It’s a truism of literature that first novels are nearly always autobiographical—it’s as if the writer needs to get the subject of the self out of the way before he can move on to anything else. The cinema is no stranger to this phenomenon either: it seems almost inevitable that the first-time filmmaker, no less inclined toward the irresistible egotism of self-scrutiny, will start with his camera pointed inward, a lifetime of experience squeezed at once between the four lines of the frame. Nathan Silver took a rather different approach—which is to say he went about it backward. His debut feature, The Blind (2009), was a large, impersonal production furnished with a professional cast and crew, beleaguered to the point of disaster and, following a loss of more than a half a million dollars, summarily disowned by its director, who speaks of it now with the weariness of someone long accustomed to regret. And how does a filmmaker recover from such a creative and financial catastrophe? Well, if you’re Nathan Silver, you scale back, reduce the scope of your aspirations, and set about making a proper first film, one which contends at last with that knotty excess of lived experience. In other words, you make a film about yourself.
That film was Exit Elena. Afforded a limited theatrical engagement at the ReRun theater in New York City this past July (where it was banished to such enviable showtimes as Saturday morning at 7 a.m.), the film wasn’t exactly a runaway box office success. But then it was never intended to be. A film of modest means but exceptional candor, Exit Elena feels, in many ways, like a sort of high-style home movie, largely improvised in the house in Massachusetts where Silver grew up and populated by his family and friends. His girlfriend at the time, Kia Davis, was cast as the film’s eponymous lead, a nurse who moves in with the Silvers as a live-in caretaker to their ailing grandmother; Silver’s mother Cindy, alongside Nathan himself, co-star. Unlike its predecessor, which was shot on costly 16mm film stock by veteran director of photography Rain Li, Elena was shot on consumer-grade miniDV and blown up in post to high definition, its slender seventy-minute running time whittled down from over 200 hours of footage. The result plays a bit like cinematic family portraiture—a wisp of a story formed from the mess and sprawl of real life, reality styled and exaggerated, truth fashioned into art.

- [Photo object pointing items]:
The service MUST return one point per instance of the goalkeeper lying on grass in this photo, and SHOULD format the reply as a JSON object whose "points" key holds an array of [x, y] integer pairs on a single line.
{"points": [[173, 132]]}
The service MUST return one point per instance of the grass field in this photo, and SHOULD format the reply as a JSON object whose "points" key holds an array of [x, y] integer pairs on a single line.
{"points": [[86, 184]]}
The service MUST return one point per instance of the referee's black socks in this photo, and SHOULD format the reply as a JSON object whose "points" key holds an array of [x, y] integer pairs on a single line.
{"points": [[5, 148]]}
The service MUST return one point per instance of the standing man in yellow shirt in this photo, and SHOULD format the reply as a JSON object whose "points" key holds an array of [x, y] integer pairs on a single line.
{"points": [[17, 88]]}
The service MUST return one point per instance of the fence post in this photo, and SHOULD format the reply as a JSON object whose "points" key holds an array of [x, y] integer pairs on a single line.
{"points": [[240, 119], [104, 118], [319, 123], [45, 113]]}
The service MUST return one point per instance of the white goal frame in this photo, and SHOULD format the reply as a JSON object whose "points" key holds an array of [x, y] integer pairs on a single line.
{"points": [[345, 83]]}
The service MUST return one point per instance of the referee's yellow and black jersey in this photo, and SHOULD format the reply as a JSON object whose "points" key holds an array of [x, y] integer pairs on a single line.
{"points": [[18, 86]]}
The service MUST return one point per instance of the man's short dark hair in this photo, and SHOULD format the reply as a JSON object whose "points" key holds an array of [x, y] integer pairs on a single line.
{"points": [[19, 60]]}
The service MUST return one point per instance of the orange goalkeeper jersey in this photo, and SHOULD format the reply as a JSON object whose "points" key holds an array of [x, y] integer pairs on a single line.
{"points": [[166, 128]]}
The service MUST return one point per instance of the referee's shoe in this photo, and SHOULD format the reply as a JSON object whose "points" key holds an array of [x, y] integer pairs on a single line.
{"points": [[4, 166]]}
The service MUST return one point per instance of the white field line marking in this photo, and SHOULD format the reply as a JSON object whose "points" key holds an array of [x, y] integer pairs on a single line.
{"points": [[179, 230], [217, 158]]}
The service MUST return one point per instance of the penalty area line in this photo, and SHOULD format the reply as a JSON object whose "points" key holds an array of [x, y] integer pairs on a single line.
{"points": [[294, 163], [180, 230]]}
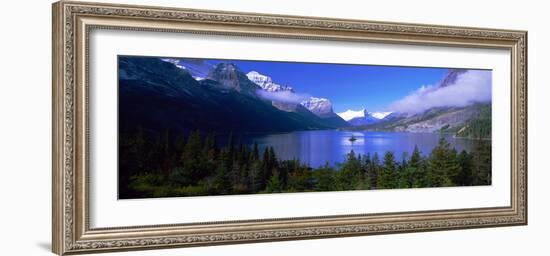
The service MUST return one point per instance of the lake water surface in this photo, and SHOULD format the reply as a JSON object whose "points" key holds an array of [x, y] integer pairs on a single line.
{"points": [[317, 147]]}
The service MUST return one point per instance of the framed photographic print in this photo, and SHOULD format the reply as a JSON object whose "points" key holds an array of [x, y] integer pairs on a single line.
{"points": [[179, 127]]}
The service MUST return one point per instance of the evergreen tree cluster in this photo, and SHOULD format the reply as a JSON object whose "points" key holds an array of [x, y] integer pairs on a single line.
{"points": [[169, 166]]}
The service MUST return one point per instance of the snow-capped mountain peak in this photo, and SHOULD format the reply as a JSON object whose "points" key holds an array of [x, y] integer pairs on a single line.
{"points": [[266, 83], [351, 114], [379, 115]]}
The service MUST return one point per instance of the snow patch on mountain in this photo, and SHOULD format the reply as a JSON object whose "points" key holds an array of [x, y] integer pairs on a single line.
{"points": [[362, 117], [351, 114], [379, 115], [319, 106]]}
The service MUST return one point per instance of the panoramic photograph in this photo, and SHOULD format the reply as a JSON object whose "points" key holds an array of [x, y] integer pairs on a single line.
{"points": [[207, 127]]}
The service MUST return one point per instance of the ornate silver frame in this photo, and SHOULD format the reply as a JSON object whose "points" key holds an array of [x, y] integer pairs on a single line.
{"points": [[72, 22]]}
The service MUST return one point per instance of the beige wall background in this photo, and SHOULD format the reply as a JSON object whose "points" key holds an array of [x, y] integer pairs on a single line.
{"points": [[25, 149]]}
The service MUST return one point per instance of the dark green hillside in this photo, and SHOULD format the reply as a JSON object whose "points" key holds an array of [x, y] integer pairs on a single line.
{"points": [[156, 95]]}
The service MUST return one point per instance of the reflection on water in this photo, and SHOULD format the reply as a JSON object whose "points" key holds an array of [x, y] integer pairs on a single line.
{"points": [[318, 147]]}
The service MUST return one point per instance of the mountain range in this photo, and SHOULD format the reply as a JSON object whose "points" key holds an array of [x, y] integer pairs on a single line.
{"points": [[158, 94], [363, 117], [184, 94]]}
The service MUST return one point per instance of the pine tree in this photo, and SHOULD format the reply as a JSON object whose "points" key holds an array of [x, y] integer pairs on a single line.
{"points": [[465, 177], [405, 173], [191, 157], [443, 165], [274, 184], [325, 178], [482, 162], [387, 176], [350, 176], [417, 167], [373, 171], [222, 181]]}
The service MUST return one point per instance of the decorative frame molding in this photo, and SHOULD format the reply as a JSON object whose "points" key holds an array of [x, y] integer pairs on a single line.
{"points": [[72, 22]]}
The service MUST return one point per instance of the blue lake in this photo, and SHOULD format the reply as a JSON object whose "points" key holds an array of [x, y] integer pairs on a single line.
{"points": [[317, 147]]}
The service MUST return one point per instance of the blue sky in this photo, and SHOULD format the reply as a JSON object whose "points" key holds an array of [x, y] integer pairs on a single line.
{"points": [[347, 86]]}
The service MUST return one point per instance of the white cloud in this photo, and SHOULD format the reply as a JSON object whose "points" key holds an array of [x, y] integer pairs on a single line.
{"points": [[469, 87], [283, 96]]}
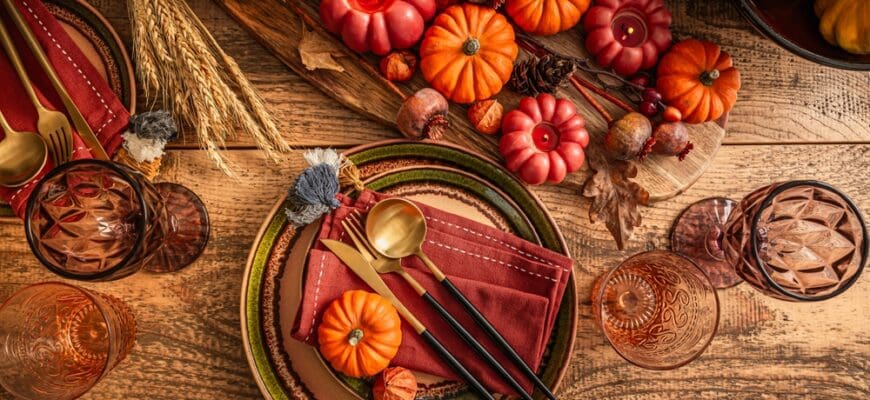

- [Directives]:
1) In one to three sentences, explain why the review of Nathan Silver's films says he went about his debut backward.
2) Pick up the review of Nathan Silver's films after its final sentence and carry it on.

- [In response]:
1) First-time writers and filmmakers usually begin with autobiographical work about themselves. Silver did the reverse: his debut feature, The Blind, was a large, impersonal production with a professional cast and crew, and only after it failed did he make Exit Elena, the film about himself that would normally come first.

2)
And yet despite the intensely personal nature of the film, Exit Elena hardly feels like a product of an author’s narcissism—you get the sense that Silver’s interest in himself as dramatic subject has more to do with autocritique than with anything like affection. This is a work of unblinking introspection; it scrutinizes the artist without taking his appeal to us for granted. Silver, in a testament to his maturity, doesn’t even make himself the primary focus: the film mostly relegates him to the periphery, a supporting character in his own story, preferring instead to stick close to Davis as if to see what he might find. This proves a rewarding strategy. Davis, while not a trained actor, carries an air of the sad and beautiful, and I suspect the pall of melancholy that seems to hang over the film is owed in no small part to her. Exit Elena has been described in reviews, not unfairly, as at times awkward and even abrasive. But even at its most tumultuous—when conflicts seem on the verge of eruption, or when familial tensions reach their inevitable fever pitch—the film is grounded by Davis, whose presence never feels less than effortlessly endearing. You can see Silver gravitating to this quality: his 4:3 frame lingers over her face in closeup, soaking in its secrets.
It’s significant, I think, that the film’s best moment is a wordless closeup: we find Elena watching from afar as a boy she hopes to ask out is embraced by his girlfriend. This is one of the few events in the film that seems conspicuously plotted—one of the few obvious intrusions of fiction into the reality of the improvised family drama. So why does the moment feel so real? Perhaps it’s that the film’s emotional texture has been so believably realized elsewhere that nothing sticks out as artificial. What distinguishes Exit Elena, ultimately, is this sense of intimacy—this impression of dropping in on a family in flux, staring them down and scrutinizing their lives. It’s common enough for a first film to be autobiographical. What we get here is something rare: a look at a home movie, a tour through a family album.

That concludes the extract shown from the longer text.